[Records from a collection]
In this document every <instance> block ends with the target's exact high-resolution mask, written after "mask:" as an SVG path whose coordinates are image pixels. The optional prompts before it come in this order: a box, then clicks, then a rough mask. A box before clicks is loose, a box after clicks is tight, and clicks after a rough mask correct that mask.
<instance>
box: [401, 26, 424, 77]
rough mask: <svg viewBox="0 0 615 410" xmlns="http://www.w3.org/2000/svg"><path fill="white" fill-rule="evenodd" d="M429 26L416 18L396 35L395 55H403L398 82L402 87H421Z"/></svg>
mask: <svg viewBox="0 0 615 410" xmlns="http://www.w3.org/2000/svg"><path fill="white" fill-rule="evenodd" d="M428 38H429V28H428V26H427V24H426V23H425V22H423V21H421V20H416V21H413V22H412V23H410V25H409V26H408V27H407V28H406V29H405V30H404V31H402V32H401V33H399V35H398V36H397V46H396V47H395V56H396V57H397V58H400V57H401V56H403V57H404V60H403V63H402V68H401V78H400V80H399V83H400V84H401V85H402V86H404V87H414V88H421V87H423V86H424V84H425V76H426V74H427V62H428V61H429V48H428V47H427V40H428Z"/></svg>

* * *

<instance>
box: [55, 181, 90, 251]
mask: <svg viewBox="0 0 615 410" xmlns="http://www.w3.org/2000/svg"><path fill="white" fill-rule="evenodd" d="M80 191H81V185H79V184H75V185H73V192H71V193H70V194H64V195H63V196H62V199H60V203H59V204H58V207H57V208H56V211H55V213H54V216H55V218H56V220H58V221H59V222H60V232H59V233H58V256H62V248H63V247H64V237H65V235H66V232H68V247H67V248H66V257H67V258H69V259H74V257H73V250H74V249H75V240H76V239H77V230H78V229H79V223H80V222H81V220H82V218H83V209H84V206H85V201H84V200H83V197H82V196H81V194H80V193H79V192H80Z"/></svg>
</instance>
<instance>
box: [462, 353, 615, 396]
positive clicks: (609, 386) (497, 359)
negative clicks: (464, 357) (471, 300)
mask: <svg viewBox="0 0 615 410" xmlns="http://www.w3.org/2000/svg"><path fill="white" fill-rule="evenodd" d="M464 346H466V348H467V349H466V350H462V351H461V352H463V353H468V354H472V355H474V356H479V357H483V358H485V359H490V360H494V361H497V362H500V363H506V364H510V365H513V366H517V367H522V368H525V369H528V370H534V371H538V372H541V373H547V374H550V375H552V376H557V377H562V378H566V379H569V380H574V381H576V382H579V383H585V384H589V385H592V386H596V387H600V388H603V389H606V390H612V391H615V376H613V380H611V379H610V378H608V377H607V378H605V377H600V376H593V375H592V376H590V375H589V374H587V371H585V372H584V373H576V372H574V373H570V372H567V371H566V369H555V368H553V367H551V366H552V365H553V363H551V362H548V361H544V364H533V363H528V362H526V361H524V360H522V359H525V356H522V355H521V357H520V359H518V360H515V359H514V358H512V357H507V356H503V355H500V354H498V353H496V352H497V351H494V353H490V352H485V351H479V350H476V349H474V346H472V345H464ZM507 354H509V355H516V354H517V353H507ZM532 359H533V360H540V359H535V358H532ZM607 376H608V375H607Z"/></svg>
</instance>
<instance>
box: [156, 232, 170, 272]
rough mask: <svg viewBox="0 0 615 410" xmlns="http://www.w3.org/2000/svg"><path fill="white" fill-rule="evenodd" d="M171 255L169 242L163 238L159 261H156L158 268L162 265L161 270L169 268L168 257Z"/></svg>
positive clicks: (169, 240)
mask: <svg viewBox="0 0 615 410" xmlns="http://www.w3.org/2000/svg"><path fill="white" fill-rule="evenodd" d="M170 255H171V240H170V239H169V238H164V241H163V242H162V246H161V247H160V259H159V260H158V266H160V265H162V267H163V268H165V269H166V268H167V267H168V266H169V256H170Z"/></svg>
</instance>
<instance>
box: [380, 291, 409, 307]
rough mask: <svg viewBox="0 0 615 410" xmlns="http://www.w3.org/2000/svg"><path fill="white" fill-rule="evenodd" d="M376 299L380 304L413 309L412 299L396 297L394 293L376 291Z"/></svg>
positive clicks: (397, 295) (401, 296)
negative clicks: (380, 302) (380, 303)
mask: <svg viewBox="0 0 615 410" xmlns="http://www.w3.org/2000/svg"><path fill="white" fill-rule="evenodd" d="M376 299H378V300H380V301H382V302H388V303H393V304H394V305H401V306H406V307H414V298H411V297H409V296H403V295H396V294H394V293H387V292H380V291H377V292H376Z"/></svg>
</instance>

PROBLEM: Take the records above and return, word for word, only the lines that fall from the line with "box: [55, 181, 90, 251]" to the line with "positive clicks: (609, 386) (497, 359)", both of them included.

TASK RESPONSE:
box: [55, 181, 90, 251]
mask: <svg viewBox="0 0 615 410" xmlns="http://www.w3.org/2000/svg"><path fill="white" fill-rule="evenodd" d="M80 191H81V185H79V184H75V185H73V192H71V193H70V194H64V195H63V196H62V199H60V203H59V204H58V207H57V208H56V211H55V213H54V216H55V218H56V220H58V221H59V222H60V232H59V233H58V256H62V248H63V247H64V237H65V235H66V232H68V247H67V248H66V257H67V258H69V259H74V257H73V250H74V249H75V240H76V239H77V230H78V229H79V223H80V222H81V220H82V218H83V209H84V206H85V201H84V200H83V197H82V196H81V194H80V193H79V192H80Z"/></svg>
</instance>
<instance>
box: [462, 353, 615, 396]
positive clicks: (609, 386) (497, 359)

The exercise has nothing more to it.